EXERCISE: Render the material as a numbered list, from the line containing "Mark every instance of the dried" down to the line containing "Mark every instance of the seed", including both of those lines and omitting any blank lines.

ENTRIES:
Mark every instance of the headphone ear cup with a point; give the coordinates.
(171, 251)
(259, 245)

...

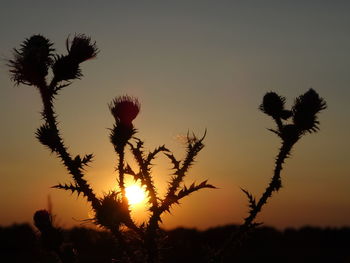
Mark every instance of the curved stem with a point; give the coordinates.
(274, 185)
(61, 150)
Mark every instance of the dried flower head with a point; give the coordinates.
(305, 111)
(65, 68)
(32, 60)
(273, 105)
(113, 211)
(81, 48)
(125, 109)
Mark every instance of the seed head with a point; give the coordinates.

ANSWER BELOW:
1. Mark every instance of the dried flower head with a point; give the coordinates.
2. (305, 111)
3. (65, 68)
4. (32, 60)
5. (273, 105)
6. (113, 211)
7. (81, 48)
8. (125, 109)
9. Mark every instance of the seed head with a point; give the coordinates.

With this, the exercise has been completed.